------ Приведённый отрывок
Потомок местных финно-угорских племен, единственный коренной воргашорец, который мне здесь повстречался, главный технолог Валерьян Канев, когда понял, о чем я, заставил постучать по дереву.
— Аварий, — отвечает, — пока не было.
Потом задумался, показал на второй обгоревший этаж соседнего здания:
— Вот баня сгорела...
И еще при мне кто-то в лаве сломал ногу. Его на всю шахту по громкой связи назвали козлом.
Я тоже порезал палец. Пошел перебинтовывать в шахтный круглосуточный медпункт.
— Давайте его обработаем, — говорит мне встревоженная происшествием и моим появлением сестра.
— Не надо... Забинтуйте только, — отвечаю я, слизывая сочащуюся кровь.
— Давайте обработаем, — настаивает она.
— Не надо...
Сестра пошла в другую комнату за перевязочным материалом. Мне показалось, что она прошептала: «Козел».
Три незыблемые истины дают силы, согревают, заставляют жить уставших мужчин на холодном Севере: надежда на быстрый и крупный заработок, нескончаемый и оживляющий водочный эффект и томящаяся в бесцветных заполярных сумерках от безделья и ожидания лучшей доли женщина.
------------
------ Исходные материалы
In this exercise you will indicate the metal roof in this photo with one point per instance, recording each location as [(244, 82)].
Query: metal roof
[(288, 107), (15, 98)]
------------
Задания
**A.** Перепишите дословно фрагмент отрывка о воргашорской шахте, начиная со слов «Потомок местных финно-угорских» и заканчивая словами «обработаем, — настаивает она.».
**B.** Продолжите, пожалуйста, отрывок о воргашорской шахте после его последнего предложения.

Ответы к заданиям
**A.**
Потомок местных финно-угорских племен, единственный коренной воргашорец, который мне здесь повстречался, главный технолог Валерьян Канев, когда понял, о чем я, заставил постучать по дереву.
— Аварий, — отвечает, — пока не было.
Потом задумался, показал на второй обгоревший этаж соседнего здания:
— Вот баня сгорела...
И еще при мне кто-то в лаве сломал ногу. Его на всю шахту по громкой связи назвали козлом.
Я тоже порезал палец. Пошел перебинтовывать в шахтный круглосуточный медпункт.
— Давайте его обработаем, — говорит мне встревоженная происшествием и моим появлением сестра.
— Не надо... Забинтуйте только, — отвечаю я, слизывая сочащуюся кровь.
— Давайте обработаем, — настаивает она.

**B.**
Здесь нет некрасивых женщин не потому, что водки достаточно. Здесь их просто мало, и они знают себе цену, свой северный коэффициент.
В шахте на раздаче тормозков я прислушался к игривому разговору.
— Светочка, что ты ходишь, попой водишь? — засовывая за пазуху закопченной робы бумажный пакет с продуктами, очаровывает раздатчицу железнозубый горнорабочий.
— Я не хожу, — отвечает с достоинством Светочка, — я попой вожу.
Против ветра
— Сейчас мы едем на поезде до бремсберга! — Сотников пытается перекричать стук колес неуклюжих вагончиков.
— Ген, а что это — бремсберг?! — я пытаюсь перекричать Сотникова.
— Наклонная горная выработка! По нему — до третьего проходческого участка бригады Павлюка!
— Ген, а в шахте заблудиться можно?!
— Нет! — кричит проработавший здесь двадцать лет Сотников.
— Я уже заблудился!
— Если так, то идешь против ветра! Воздух в шахту подается с выхода!
— Ген, а что-нибудь здесь живое водится?!
— Только шахтеры!
Заместитель технического директора Геннадий Сотников должен, как всегда, замерить количество метана в воздухе. Я для себя решил отработать смену.
...Больно смотреть, невозможно дышать, трудно говорить...
Летит пыль, работает лава, срубает слой за слоем крошащийся уголь...
Освещая прикрепленным к каске фонариком какое-то пространство перед собой, спотыкаясь и падая, стараясь не угодить под движущийся конвейер, я иду на такой же свет.
Коренастый черный человек широченной лопатой сгребает свалившиеся с ленты угольные куски.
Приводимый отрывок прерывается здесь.